++++ Material for the task ++++

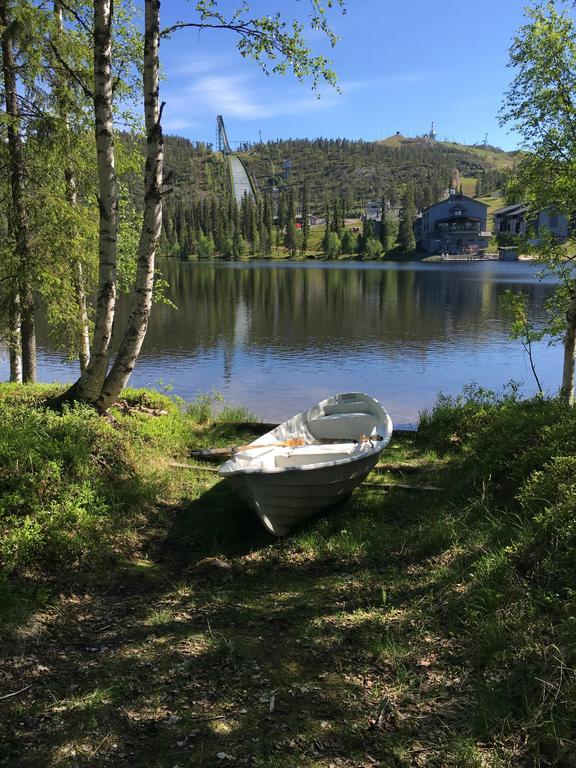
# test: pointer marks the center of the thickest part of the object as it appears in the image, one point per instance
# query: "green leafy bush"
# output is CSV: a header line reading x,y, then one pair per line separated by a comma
x,y
66,481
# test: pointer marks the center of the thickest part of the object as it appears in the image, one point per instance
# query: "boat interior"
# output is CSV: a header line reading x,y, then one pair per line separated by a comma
x,y
342,428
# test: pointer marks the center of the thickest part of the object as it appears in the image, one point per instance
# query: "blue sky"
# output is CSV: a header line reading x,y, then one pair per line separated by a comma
x,y
400,64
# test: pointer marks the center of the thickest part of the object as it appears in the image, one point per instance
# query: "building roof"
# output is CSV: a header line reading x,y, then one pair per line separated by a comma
x,y
454,199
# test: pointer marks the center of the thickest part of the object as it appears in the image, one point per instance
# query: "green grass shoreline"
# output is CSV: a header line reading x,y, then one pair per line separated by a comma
x,y
405,628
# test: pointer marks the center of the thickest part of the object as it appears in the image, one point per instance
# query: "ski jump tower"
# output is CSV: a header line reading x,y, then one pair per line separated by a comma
x,y
239,179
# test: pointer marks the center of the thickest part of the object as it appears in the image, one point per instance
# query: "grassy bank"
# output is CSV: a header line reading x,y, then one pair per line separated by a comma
x,y
405,628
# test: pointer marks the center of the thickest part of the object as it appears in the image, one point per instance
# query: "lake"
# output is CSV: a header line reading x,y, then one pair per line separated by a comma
x,y
279,336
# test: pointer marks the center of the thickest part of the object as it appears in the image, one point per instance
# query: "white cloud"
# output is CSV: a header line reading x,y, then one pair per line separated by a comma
x,y
242,97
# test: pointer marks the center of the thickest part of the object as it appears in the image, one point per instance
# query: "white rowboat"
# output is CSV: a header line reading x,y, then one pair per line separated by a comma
x,y
311,461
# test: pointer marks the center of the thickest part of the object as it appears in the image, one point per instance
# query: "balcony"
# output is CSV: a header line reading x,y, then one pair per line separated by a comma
x,y
458,228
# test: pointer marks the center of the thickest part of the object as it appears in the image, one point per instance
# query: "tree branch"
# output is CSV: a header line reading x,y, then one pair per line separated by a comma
x,y
77,79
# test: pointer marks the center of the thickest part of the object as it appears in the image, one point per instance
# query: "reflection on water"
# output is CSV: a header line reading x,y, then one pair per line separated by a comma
x,y
278,337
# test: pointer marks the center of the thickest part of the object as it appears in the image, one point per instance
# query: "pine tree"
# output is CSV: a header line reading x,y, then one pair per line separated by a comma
x,y
326,238
290,231
384,206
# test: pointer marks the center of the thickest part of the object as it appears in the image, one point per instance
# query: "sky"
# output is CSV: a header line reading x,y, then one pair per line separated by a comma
x,y
401,64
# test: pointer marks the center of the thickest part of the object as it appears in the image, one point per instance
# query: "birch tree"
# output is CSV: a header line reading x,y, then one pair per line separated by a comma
x,y
22,331
540,105
272,42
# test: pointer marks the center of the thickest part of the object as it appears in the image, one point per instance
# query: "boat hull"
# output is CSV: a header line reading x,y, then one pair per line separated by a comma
x,y
283,500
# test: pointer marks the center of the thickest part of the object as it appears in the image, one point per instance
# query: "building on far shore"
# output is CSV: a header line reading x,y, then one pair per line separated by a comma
x,y
518,219
454,226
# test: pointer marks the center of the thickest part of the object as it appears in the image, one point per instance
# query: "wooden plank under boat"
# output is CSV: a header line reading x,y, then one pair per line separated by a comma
x,y
311,461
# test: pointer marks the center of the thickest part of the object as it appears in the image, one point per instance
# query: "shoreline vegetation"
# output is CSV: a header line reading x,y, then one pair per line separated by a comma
x,y
147,619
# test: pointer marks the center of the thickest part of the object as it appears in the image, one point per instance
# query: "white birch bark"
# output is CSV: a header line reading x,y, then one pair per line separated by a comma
x,y
71,193
27,330
152,223
567,389
15,338
89,386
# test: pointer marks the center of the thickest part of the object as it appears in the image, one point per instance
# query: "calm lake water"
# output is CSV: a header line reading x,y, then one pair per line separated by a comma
x,y
278,337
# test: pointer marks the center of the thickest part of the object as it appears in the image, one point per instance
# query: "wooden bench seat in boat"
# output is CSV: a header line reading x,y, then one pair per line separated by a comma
x,y
342,426
314,454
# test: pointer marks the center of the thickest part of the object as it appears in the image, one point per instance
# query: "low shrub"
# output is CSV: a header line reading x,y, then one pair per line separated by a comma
x,y
66,482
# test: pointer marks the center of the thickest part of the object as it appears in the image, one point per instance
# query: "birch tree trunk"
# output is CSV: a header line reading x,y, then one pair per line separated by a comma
x,y
15,338
71,194
567,389
89,386
152,223
27,330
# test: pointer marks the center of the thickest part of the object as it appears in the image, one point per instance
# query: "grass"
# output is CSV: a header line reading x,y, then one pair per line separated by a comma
x,y
402,629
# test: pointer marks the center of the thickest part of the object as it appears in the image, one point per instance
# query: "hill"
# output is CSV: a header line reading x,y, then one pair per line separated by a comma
x,y
351,170
199,216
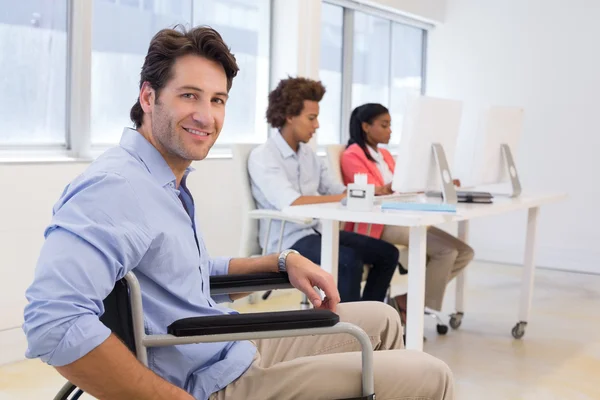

++++

== Short exercise ==
Filter the entries above, keeping only the lines that contain the string "building". Output those lines unchanged and in their original order.

== Answer below ==
# query: "building roof"
# query: "building on far shore"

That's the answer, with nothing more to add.